--- begin ENTRIES SHOWN ---

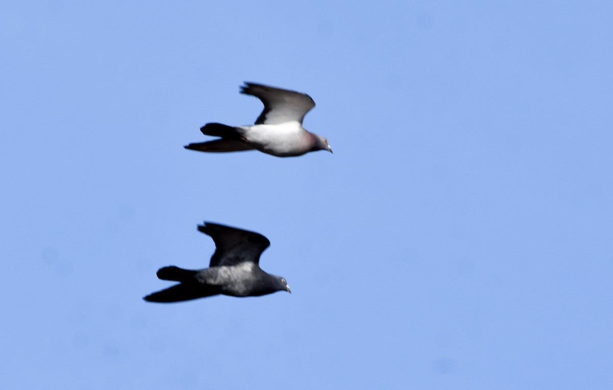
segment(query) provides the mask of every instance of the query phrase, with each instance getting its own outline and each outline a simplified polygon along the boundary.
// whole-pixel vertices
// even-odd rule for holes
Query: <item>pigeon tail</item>
[[[189,285],[183,283],[174,285],[166,290],[153,293],[143,297],[147,302],[158,302],[160,303],[170,303],[172,302],[181,302],[202,298],[211,295],[217,295],[219,292],[216,289],[203,289],[202,286],[194,288]]]
[[[221,123],[207,123],[200,128],[200,131],[205,135],[221,137],[223,138],[240,140],[240,134],[237,132],[237,128],[227,126]]]
[[[184,282],[194,277],[197,271],[183,269],[175,266],[164,267],[158,270],[158,277],[162,280]]]
[[[230,138],[221,138],[208,142],[191,143],[183,146],[183,148],[199,152],[240,152],[253,150],[253,147],[251,145],[241,141]]]

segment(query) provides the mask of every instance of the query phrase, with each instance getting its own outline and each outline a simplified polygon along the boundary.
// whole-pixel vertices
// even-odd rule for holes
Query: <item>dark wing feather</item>
[[[306,113],[315,107],[315,102],[306,94],[261,84],[245,84],[241,93],[256,96],[264,105],[256,124],[280,124],[292,121],[302,124]]]
[[[205,222],[198,230],[208,234],[215,242],[215,253],[210,267],[236,265],[245,261],[259,264],[260,255],[270,245],[262,234],[223,225]]]

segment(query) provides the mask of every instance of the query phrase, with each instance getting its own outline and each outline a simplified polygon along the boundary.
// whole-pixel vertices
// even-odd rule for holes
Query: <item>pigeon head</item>
[[[292,290],[289,290],[289,286],[287,285],[287,282],[285,280],[284,277],[281,277],[280,276],[275,276],[275,279],[276,280],[277,290],[278,291],[286,291],[292,293]]]
[[[328,144],[328,140],[322,135],[313,134],[313,145],[312,151],[328,151],[332,152],[332,148]]]

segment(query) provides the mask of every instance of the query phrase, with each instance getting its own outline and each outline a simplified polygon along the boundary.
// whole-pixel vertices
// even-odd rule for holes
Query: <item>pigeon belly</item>
[[[219,293],[224,295],[248,296],[256,288],[254,277],[259,274],[257,271],[261,272],[259,268],[249,261],[237,265],[211,267],[200,271],[197,279],[205,284],[218,287]]]
[[[240,127],[247,143],[278,157],[301,156],[311,150],[311,135],[299,122],[259,124]]]

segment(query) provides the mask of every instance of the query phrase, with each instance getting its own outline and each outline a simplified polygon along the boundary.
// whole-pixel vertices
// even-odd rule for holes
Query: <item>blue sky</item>
[[[2,388],[613,386],[609,2],[5,2]],[[184,150],[308,93],[334,154]],[[209,220],[292,294],[175,305]]]

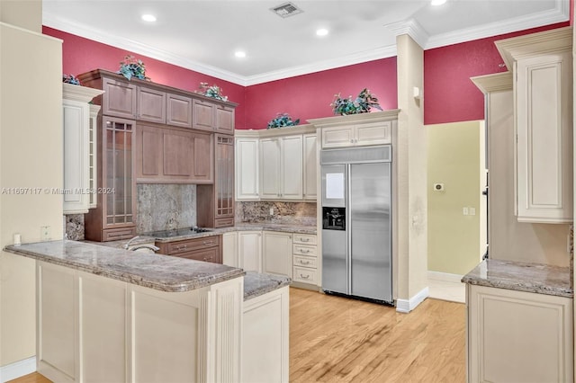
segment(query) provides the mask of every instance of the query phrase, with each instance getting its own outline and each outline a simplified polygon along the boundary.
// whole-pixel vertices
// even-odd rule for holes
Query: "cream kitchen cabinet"
[[[319,166],[316,134],[304,134],[302,136],[302,199],[316,200]]]
[[[496,42],[515,75],[519,222],[573,219],[572,40],[566,27]]]
[[[91,207],[95,184],[94,177],[94,122],[98,106],[88,104],[103,92],[85,86],[62,84],[64,123],[64,214],[84,214]]]
[[[260,139],[260,198],[302,199],[302,136]]]
[[[292,233],[263,232],[264,272],[292,278]]]
[[[468,382],[573,381],[572,298],[466,284]]]
[[[236,138],[236,200],[260,198],[259,139],[254,137]]]
[[[262,231],[238,232],[238,267],[262,272]]]

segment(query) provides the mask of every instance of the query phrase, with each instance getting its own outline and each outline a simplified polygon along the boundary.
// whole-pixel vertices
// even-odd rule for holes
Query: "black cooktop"
[[[186,228],[175,228],[174,230],[159,230],[146,233],[146,236],[156,236],[158,238],[169,238],[170,236],[188,236],[197,233],[208,233],[212,231],[212,228],[206,227],[186,227]]]

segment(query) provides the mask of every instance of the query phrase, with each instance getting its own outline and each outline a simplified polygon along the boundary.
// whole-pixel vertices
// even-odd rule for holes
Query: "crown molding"
[[[396,45],[246,77],[247,86],[397,56]]]
[[[422,48],[426,47],[426,44],[430,38],[430,35],[426,31],[426,30],[424,30],[419,22],[414,19],[393,22],[392,24],[384,25],[384,27],[388,28],[396,37],[402,34],[408,34]]]
[[[540,12],[530,16],[517,17],[504,22],[490,22],[480,27],[465,28],[450,33],[431,36],[424,49],[431,49],[513,31],[529,30],[543,25],[568,22],[569,20],[570,1],[556,0],[555,8],[552,11]]]

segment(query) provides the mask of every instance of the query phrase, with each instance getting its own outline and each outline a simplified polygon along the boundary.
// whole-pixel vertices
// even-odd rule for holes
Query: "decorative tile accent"
[[[84,214],[65,215],[64,230],[68,239],[84,240]]]
[[[243,222],[315,226],[316,202],[236,202],[236,223]]]
[[[196,185],[138,184],[139,234],[196,225]]]

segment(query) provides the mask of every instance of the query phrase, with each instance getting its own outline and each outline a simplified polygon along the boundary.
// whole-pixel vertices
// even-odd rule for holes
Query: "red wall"
[[[343,67],[258,84],[246,90],[246,127],[264,129],[276,113],[289,113],[292,120],[330,117],[334,94],[358,95],[367,87],[384,110],[396,109],[396,58]]]
[[[197,90],[201,82],[217,85],[230,101],[238,103],[236,108],[236,120],[240,128],[244,125],[246,113],[244,86],[46,26],[42,27],[42,32],[64,40],[62,46],[64,74],[77,76],[93,69],[116,72],[124,56],[133,55],[144,61],[146,76],[154,83],[187,91]]]
[[[484,96],[470,77],[505,72],[494,41],[569,22],[424,51],[424,124],[484,119]]]

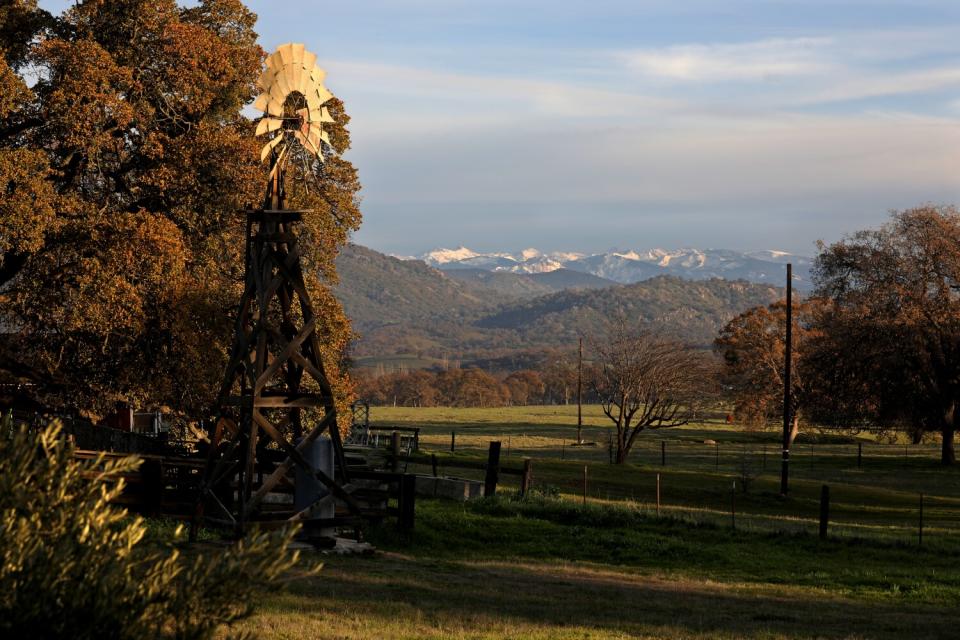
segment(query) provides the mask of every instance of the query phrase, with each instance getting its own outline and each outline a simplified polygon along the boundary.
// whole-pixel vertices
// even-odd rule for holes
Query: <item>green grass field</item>
[[[495,499],[421,499],[411,536],[371,531],[380,554],[332,558],[320,577],[266,594],[244,629],[276,638],[960,635],[960,471],[942,468],[934,445],[904,455],[903,445],[864,438],[858,468],[855,439],[811,434],[801,442],[816,435],[813,450],[795,453],[782,499],[772,431],[706,422],[644,434],[630,463],[610,465],[595,407],[584,432],[595,447],[570,446],[569,407],[374,408],[371,417],[422,427],[421,449],[441,467],[483,459],[499,439],[504,465],[534,460],[536,495],[517,498],[508,480]],[[734,528],[731,487],[745,459],[756,477],[749,493],[735,494]],[[480,472],[456,472],[471,473]],[[826,541],[816,536],[823,484],[832,494]]]

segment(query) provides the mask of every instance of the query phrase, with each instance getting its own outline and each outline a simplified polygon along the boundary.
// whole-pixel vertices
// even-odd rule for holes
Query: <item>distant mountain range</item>
[[[461,269],[494,273],[545,274],[574,271],[609,282],[633,284],[657,276],[677,276],[689,280],[746,280],[782,285],[786,263],[793,263],[794,286],[809,289],[812,259],[784,251],[740,252],[729,249],[651,249],[648,251],[608,251],[586,254],[543,253],[524,249],[518,253],[478,253],[458,247],[435,249],[417,258],[426,264],[453,272]]]
[[[358,245],[343,249],[337,270],[334,292],[360,335],[352,356],[386,371],[537,366],[573,353],[578,337],[602,335],[618,318],[709,348],[734,316],[783,295],[771,284],[662,272],[620,284],[566,267],[441,270]]]

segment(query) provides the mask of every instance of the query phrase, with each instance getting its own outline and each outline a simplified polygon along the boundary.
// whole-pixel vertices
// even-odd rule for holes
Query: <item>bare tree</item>
[[[617,464],[641,431],[687,424],[713,389],[707,354],[648,330],[621,323],[590,345],[588,384],[616,427]]]

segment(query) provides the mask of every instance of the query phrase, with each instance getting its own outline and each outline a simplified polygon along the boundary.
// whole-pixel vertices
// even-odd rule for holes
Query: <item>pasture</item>
[[[498,439],[504,466],[533,458],[534,490],[519,499],[502,476],[495,499],[421,499],[411,536],[371,531],[380,554],[330,558],[319,577],[264,594],[244,628],[276,638],[956,637],[960,472],[939,465],[933,443],[804,434],[783,499],[775,431],[707,421],[645,433],[618,466],[596,407],[584,438],[597,446],[584,447],[571,446],[575,407],[374,408],[371,417],[422,427],[421,450],[441,469],[483,460]],[[749,491],[732,491],[745,475]],[[825,541],[816,533],[823,484]]]

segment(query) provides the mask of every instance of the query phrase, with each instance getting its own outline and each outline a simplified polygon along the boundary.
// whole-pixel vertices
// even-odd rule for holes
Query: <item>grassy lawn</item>
[[[572,446],[576,407],[376,407],[371,419],[378,426],[421,427],[421,450],[436,453],[442,473],[482,477],[481,471],[445,465],[483,460],[489,442],[500,440],[502,464],[519,467],[522,458],[532,458],[534,485],[568,498],[582,498],[586,466],[589,500],[652,510],[659,474],[662,513],[727,523],[735,506],[737,525],[748,530],[816,531],[826,484],[832,535],[916,542],[922,493],[925,541],[960,549],[960,469],[940,465],[936,443],[880,444],[865,434],[803,433],[794,445],[790,494],[784,499],[779,495],[779,434],[747,431],[719,419],[643,433],[625,465],[609,464],[611,428],[596,406],[584,408],[584,439],[596,446]],[[451,431],[457,434],[455,453],[450,453]],[[859,466],[858,443],[863,453]],[[430,472],[429,467],[407,470]],[[515,476],[501,481],[507,487],[517,483]],[[731,495],[734,482],[737,489]]]
[[[856,439],[809,434],[807,446],[813,436],[817,442],[808,458],[803,445],[795,453],[784,499],[774,431],[708,421],[644,434],[629,464],[610,465],[609,428],[596,407],[586,410],[584,437],[597,446],[586,447],[571,446],[575,407],[374,408],[371,417],[422,427],[422,451],[460,476],[482,472],[450,462],[482,460],[489,441],[501,440],[503,464],[534,460],[536,495],[512,497],[515,482],[505,476],[495,499],[421,499],[411,536],[388,525],[370,531],[377,556],[331,558],[319,577],[264,594],[244,630],[386,639],[960,633],[960,472],[942,468],[933,445],[911,445],[904,455],[902,445],[863,438],[858,467]],[[731,495],[745,464],[750,491]],[[826,541],[816,536],[823,484],[832,497]]]
[[[422,501],[415,534],[265,596],[275,638],[953,638],[957,556],[625,507]]]

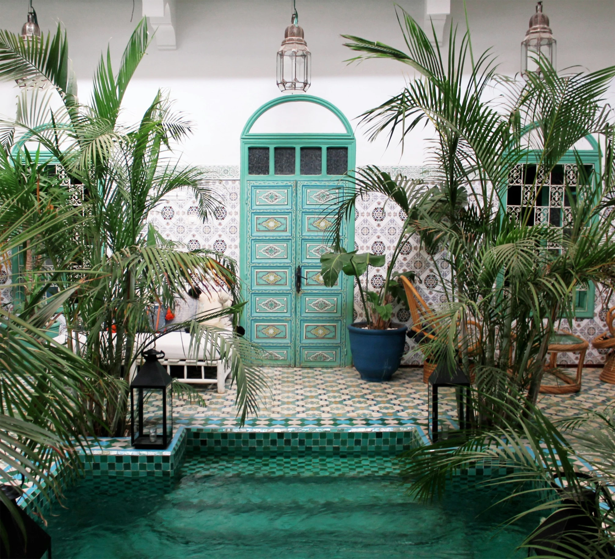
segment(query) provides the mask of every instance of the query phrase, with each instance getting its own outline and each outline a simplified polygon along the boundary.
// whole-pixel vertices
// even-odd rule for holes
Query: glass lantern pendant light
[[[30,7],[28,9],[28,21],[22,28],[22,38],[25,41],[33,37],[41,36],[41,28],[38,26],[38,19],[36,12],[32,7],[32,0],[30,0]]]
[[[307,91],[311,78],[311,54],[299,26],[299,15],[293,0],[290,25],[277,51],[277,86],[280,91]]]
[[[542,13],[542,2],[536,4],[536,13],[530,18],[530,28],[521,43],[521,75],[528,79],[530,72],[540,73],[537,61],[549,60],[555,67],[555,47],[549,18]]]

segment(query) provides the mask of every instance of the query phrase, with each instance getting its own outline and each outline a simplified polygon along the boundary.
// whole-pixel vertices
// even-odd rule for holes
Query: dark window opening
[[[294,175],[295,148],[276,148],[274,163],[276,175]]]
[[[301,148],[301,174],[322,174],[322,149]]]
[[[343,175],[348,171],[348,148],[327,148],[327,174]]]
[[[269,174],[269,148],[248,148],[248,174]]]

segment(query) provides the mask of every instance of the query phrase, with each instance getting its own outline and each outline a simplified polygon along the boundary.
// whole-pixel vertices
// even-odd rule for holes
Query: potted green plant
[[[390,380],[399,368],[405,344],[405,324],[393,322],[393,303],[403,297],[403,289],[394,279],[399,274],[392,272],[393,263],[387,270],[387,282],[379,292],[368,288],[369,267],[380,268],[386,263],[384,254],[346,252],[339,248],[320,257],[320,274],[325,285],[335,284],[340,271],[355,278],[363,304],[365,320],[348,326],[350,347],[354,366],[364,380],[382,382]],[[365,274],[365,287],[361,285],[361,276]],[[405,275],[411,274],[406,272]]]
[[[349,173],[339,190],[337,201],[330,209],[334,225],[328,241],[332,251],[321,256],[320,273],[328,286],[335,284],[340,272],[356,278],[365,320],[348,326],[354,366],[361,378],[366,380],[389,380],[399,368],[407,330],[405,325],[391,320],[394,304],[401,302],[407,307],[408,304],[403,289],[395,278],[404,275],[414,279],[412,272],[400,274],[395,270],[397,259],[416,232],[417,208],[429,207],[439,197],[421,180],[409,179],[402,175],[393,179],[389,173],[375,166]],[[344,223],[354,219],[357,201],[373,195],[383,196],[385,205],[395,204],[395,211],[405,215],[389,259],[384,255],[348,252],[342,246]],[[386,273],[383,286],[378,291],[370,291],[370,267],[381,268],[385,265]],[[360,281],[363,274],[365,289]]]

--- end ENTRIES SHOWN ---

**PROBLEM:**
Report every line of the material that contains the string "green", matching case exactly.

**EXERCISE OUTPUT:**
Query: <item>green grass field</item>
Query: potted green plant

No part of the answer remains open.